Wie Nolens’ 1200 bladzijden poëzie heeft gelezen en dan nog eens terugkeert naar de flaptekst, moet vaststellen dat de daar gegeven typering dat we te maken hebben met veeleisende poëzie met een opvallend persoonlijke, expressieve component, juist getroffen is. Alleen is de vaststelling dat ‘een lichte vorm van retoriek niet wordt geschuwd’ een duidelijk understatement.
Anderen zeiden het los van hun overduidelijke waardering van dit dichterschap duidelijker. Annemarie Musschoot sprak van een dionysische woordroes, van de onbeschroomde pathetiek van de zelfbelijdenis, Yves T’Sjoen vond de particuliere belijdenislyriek met de voortdurende problematisering van de eigen identiteit artificieel, gezocht pathetisch en hoogdravend en Ed Leeflang sprak van verbale overvloed, exhibitionisme en gekunsteldheid.

(Voorbeelden van puntlabeling)
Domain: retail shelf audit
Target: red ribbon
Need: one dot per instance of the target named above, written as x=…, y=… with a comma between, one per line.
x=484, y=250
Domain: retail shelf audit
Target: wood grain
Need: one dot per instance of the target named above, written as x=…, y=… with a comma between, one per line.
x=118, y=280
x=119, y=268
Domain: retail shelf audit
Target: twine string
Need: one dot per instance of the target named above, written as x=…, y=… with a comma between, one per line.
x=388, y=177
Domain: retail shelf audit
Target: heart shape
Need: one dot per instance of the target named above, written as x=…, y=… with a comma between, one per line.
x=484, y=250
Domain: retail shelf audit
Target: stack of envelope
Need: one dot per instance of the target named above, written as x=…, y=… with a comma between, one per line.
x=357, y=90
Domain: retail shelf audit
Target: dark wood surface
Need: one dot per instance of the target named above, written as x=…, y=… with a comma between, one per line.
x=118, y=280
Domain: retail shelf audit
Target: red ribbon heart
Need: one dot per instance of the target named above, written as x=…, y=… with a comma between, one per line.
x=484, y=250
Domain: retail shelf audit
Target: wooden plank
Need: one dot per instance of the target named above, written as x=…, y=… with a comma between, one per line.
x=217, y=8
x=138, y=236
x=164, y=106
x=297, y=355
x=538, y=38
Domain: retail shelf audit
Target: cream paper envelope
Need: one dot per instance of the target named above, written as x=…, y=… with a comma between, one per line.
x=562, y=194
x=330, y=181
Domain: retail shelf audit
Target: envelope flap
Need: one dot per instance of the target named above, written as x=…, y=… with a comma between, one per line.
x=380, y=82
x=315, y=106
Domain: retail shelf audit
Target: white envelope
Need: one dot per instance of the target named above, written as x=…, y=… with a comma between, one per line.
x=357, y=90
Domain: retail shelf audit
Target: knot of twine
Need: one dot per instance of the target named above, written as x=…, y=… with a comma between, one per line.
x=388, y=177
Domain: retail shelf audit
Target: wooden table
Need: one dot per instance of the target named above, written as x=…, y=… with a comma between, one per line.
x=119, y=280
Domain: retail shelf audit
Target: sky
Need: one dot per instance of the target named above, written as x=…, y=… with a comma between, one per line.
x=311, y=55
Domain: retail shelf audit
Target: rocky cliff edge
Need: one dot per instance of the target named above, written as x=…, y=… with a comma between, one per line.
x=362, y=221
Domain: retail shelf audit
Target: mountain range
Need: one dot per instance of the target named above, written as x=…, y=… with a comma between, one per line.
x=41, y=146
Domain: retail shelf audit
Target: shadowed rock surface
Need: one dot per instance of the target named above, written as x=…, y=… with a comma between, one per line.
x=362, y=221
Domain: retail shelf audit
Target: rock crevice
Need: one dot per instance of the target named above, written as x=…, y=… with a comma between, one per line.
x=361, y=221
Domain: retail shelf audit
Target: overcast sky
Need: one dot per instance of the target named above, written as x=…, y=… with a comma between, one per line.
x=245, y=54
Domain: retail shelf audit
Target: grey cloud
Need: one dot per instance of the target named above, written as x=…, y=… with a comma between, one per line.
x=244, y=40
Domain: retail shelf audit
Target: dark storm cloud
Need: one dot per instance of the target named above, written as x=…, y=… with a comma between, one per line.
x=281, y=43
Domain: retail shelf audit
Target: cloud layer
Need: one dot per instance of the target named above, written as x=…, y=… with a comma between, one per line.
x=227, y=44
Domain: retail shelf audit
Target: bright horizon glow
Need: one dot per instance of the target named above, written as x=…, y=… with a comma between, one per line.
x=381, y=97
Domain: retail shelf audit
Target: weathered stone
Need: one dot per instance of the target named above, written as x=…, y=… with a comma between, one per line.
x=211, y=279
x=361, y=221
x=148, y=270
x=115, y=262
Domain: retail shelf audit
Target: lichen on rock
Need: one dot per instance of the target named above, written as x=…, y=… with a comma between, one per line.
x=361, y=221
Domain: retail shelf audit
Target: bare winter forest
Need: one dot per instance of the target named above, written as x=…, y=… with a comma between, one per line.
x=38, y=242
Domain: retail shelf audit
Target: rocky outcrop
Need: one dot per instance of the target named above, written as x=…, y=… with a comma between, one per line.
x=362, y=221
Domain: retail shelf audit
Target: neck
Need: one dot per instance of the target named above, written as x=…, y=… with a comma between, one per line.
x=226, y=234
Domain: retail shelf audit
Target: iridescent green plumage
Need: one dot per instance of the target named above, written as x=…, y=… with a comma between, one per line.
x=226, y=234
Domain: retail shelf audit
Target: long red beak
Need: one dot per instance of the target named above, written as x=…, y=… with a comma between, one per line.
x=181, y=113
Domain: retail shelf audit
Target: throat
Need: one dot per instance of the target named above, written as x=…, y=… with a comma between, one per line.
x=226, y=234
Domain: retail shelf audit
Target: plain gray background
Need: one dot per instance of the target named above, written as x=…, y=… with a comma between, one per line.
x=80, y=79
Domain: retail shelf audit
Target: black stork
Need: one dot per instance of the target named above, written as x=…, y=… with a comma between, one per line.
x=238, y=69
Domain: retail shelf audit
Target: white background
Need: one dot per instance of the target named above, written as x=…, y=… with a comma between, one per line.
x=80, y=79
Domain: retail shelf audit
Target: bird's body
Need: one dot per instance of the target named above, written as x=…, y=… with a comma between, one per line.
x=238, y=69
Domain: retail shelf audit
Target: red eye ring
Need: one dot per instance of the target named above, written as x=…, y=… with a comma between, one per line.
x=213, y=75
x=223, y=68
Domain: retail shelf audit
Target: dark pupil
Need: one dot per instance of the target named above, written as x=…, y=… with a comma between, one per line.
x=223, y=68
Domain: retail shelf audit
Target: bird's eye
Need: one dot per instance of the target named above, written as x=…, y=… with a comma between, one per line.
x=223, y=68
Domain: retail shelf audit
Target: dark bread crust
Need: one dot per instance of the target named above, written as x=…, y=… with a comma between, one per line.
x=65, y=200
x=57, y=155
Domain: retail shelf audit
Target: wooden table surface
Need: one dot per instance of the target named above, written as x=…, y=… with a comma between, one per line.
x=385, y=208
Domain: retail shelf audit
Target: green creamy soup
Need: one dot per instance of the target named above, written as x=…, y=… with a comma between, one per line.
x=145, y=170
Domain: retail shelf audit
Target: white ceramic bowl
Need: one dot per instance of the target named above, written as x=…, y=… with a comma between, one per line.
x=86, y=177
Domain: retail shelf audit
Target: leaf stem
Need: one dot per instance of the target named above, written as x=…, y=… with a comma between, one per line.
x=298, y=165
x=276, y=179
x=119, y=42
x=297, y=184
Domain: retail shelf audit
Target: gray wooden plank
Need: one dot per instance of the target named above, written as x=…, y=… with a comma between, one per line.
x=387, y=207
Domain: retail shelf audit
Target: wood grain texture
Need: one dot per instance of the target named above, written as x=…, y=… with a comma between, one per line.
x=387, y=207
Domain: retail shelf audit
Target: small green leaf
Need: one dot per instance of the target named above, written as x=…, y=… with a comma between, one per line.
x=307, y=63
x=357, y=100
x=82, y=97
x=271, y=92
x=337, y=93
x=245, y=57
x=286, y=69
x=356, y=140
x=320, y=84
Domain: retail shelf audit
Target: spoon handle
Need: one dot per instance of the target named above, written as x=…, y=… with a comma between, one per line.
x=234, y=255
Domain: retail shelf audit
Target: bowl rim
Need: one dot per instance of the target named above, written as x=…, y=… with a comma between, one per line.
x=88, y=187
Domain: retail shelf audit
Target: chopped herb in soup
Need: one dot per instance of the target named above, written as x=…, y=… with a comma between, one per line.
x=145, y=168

_Gestelde opdracht:_ Kopieer uit de tekst over de poëzie van Nolens letterlijk het stuk dat opent met "Wie Nolens’ 1200" en sluit met "een duidelijk understatement.".

_Geschreven antwoord:_
Wie Nolens’ 1200 bladzijden poëzie heeft gelezen en dan nog eens terugkeert naar de flaptekst, moet vaststellen dat de daar gegeven typering dat we te maken hebben met veeleisende poëzie met een opvallend persoonlijke, expressieve component, juist getroffen is. Alleen is de vaststelling dat ‘een lichte vorm van retoriek niet wordt geschuwd’ een duidelijk understatement.